**TASK REQUIREMENTS**
Reproduce each of the following items word for word.

============================================================

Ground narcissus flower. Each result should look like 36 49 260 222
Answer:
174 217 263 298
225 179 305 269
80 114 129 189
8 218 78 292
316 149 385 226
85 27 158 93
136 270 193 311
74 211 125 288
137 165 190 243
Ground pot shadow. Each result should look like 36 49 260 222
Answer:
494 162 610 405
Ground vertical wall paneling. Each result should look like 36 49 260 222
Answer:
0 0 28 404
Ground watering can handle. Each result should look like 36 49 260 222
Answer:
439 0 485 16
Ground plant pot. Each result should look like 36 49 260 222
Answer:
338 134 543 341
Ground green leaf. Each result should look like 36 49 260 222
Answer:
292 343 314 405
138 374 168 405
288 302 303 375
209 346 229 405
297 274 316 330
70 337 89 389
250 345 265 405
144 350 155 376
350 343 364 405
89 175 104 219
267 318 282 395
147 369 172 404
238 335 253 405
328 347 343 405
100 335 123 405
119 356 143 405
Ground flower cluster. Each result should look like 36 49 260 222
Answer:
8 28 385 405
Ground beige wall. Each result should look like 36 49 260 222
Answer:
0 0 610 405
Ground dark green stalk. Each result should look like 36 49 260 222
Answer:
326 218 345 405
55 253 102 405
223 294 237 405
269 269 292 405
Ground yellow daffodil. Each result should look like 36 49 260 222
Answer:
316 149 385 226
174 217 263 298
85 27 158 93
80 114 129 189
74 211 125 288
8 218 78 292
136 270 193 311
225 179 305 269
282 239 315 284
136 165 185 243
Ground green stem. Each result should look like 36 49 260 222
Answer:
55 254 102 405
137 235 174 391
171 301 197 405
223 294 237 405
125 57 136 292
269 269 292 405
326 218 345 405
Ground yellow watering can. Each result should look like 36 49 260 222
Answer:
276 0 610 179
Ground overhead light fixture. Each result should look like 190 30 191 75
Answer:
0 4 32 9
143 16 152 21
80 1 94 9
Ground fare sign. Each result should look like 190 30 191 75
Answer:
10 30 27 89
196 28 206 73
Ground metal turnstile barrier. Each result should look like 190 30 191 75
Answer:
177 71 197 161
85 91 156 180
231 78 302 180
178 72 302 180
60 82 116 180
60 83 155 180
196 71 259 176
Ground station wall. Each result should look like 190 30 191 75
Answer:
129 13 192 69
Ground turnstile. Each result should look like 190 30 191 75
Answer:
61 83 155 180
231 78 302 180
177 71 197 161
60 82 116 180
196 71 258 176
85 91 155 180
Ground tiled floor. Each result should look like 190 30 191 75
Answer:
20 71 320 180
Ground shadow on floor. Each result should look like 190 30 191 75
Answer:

============================================================

**ANSWER BELOW**
Ground narcissus flower. Each result should look like 36 49 260 222
Answer:
174 217 263 298
225 179 305 269
80 114 129 189
8 218 78 292
316 149 385 226
85 27 158 93
136 270 193 311
74 211 125 288
137 165 190 243
Ground pot shadow. Each result should look like 36 49 260 222
Answer:
494 162 610 405
Ground vertical wall paneling. Each result should look like 36 49 260 222
Answer:
0 0 28 404
Ground watering can handle. Each result should look like 36 49 260 222
Answer:
439 0 485 16
Ground plant pot. Each result should look like 36 49 260 222
Answer:
338 134 543 341
Ground green leaf. Each result should look like 36 49 260 222
Answer:
292 343 314 405
138 374 168 405
288 302 303 375
209 346 229 405
297 274 316 330
70 337 89 389
250 345 265 405
144 350 155 376
350 343 364 405
89 175 104 219
267 318 282 395
147 369 172 404
238 335 253 405
328 347 343 405
100 335 123 405
119 356 143 405
Ground flower cluster. Each result should look like 36 49 260 222
Answer:
8 28 385 405
Ground beige wall. Each result should look like 36 49 260 222
Answer:
0 0 610 405
Ground dark green stalk. Each result should look like 36 49 260 222
Answer:
326 218 345 405
55 253 102 405
223 294 237 405
269 269 292 405
Ground yellow daffodil. Each result should look like 36 49 260 222
Answer:
316 149 385 226
174 217 263 298
85 27 158 93
80 114 129 189
74 211 125 288
8 218 78 292
136 270 193 311
225 179 305 269
282 239 315 284
136 165 185 243
Ground green stem. Each result should look like 36 49 260 222
Answer:
55 254 102 405
137 235 174 391
171 301 197 405
223 294 237 405
125 57 136 292
269 269 292 405
326 218 345 405
Ground yellow watering can. Each result should look like 36 49 260 222
Answer:
276 0 610 179
Ground overhead light fixture. Each result should look like 190 30 191 75
Answer:
0 4 32 9
143 16 152 21
80 1 94 9
Ground fare sign. Each result should look like 190 30 191 75
Answer:
10 30 27 89
196 28 206 73
Ground metal turnstile barrier. Each result should look like 190 30 191 75
Answer:
177 71 197 161
85 91 156 180
231 78 302 180
178 72 302 180
60 82 116 180
60 83 155 180
196 71 259 176
Ground station wall. Each result should look like 190 30 191 75
Answer:
129 13 192 69
Ground turnstile. Each result should look like 190 30 191 75
Answer:
61 83 155 180
231 78 302 180
177 71 197 161
60 82 116 180
196 71 258 176
85 91 155 180
Ground tiled floor. Each result should look like 190 30 191 75
Answer:
20 71 320 180
Ground shadow on floor. Each result should look like 190 30 191 75
Answer:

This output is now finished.